The problem
Find each line below that contains the word "with" and copy those lines in full.

Records for the task
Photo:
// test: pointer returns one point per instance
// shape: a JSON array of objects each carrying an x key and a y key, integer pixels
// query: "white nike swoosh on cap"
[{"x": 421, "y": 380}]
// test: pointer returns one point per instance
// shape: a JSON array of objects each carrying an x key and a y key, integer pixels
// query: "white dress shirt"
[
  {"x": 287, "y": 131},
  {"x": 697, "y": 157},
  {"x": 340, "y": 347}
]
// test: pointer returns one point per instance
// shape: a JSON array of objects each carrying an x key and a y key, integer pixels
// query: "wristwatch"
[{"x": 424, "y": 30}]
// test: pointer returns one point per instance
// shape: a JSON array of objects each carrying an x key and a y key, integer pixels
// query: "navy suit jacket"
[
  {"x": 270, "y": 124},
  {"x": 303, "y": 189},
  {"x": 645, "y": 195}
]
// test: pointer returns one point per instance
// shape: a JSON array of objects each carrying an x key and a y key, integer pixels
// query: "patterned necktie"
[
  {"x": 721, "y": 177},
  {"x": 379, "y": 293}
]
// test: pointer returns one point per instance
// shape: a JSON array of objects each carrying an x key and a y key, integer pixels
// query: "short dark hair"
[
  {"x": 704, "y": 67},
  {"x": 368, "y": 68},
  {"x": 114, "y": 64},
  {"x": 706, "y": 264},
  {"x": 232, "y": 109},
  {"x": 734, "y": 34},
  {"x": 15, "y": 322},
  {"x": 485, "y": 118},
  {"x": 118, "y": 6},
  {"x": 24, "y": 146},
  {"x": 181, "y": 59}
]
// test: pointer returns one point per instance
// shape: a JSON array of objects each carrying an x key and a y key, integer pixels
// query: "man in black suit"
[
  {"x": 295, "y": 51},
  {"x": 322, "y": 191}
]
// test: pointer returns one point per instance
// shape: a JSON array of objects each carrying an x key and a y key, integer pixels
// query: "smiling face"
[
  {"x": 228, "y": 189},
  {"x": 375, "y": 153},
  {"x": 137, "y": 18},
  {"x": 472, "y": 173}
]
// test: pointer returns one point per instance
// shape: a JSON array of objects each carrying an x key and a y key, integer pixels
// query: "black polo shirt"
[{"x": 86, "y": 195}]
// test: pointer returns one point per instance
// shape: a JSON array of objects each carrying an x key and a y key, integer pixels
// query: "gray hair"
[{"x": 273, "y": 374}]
---
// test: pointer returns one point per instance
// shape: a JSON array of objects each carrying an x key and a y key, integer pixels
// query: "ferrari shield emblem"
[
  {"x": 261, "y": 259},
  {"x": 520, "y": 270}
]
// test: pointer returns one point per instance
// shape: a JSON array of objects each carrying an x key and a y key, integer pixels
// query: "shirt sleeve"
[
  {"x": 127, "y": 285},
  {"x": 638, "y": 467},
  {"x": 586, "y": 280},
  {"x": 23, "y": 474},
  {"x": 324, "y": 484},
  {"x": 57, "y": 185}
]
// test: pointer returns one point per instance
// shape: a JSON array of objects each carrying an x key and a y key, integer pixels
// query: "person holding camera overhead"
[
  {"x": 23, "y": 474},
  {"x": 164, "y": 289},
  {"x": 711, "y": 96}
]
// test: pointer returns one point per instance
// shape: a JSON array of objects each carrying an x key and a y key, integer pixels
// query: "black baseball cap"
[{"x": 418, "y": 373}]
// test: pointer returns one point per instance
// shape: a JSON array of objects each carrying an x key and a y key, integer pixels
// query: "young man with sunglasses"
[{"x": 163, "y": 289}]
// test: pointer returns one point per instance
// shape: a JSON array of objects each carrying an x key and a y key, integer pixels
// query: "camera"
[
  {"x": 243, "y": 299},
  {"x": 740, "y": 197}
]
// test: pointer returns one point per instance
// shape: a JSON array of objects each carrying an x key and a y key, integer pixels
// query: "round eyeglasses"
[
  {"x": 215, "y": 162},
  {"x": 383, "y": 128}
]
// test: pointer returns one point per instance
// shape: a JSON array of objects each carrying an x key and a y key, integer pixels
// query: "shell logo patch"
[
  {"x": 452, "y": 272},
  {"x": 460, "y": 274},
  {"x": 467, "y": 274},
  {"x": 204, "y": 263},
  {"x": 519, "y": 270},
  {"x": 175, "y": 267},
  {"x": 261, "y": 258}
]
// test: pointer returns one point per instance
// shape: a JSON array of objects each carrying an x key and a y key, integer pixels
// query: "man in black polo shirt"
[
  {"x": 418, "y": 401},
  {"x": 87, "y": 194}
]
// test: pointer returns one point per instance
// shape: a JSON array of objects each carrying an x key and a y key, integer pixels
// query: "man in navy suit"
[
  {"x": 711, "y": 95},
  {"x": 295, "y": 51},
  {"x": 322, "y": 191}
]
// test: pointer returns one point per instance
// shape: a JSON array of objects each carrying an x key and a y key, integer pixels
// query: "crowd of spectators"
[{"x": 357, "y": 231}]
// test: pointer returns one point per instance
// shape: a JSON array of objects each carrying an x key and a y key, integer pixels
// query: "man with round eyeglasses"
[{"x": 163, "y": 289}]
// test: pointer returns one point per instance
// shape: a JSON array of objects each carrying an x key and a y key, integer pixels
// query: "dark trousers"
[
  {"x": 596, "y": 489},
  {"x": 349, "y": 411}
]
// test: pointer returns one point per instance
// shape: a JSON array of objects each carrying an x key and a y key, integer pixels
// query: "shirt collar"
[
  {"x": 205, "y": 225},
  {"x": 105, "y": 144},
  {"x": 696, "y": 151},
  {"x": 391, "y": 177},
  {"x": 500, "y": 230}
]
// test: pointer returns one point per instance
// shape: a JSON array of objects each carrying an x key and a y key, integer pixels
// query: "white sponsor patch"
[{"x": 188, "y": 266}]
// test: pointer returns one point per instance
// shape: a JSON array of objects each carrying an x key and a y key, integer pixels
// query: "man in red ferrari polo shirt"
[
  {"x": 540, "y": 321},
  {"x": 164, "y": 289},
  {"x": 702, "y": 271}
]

Final result
// query: "young man with sunglasses"
// query: "man with round eyeglasses"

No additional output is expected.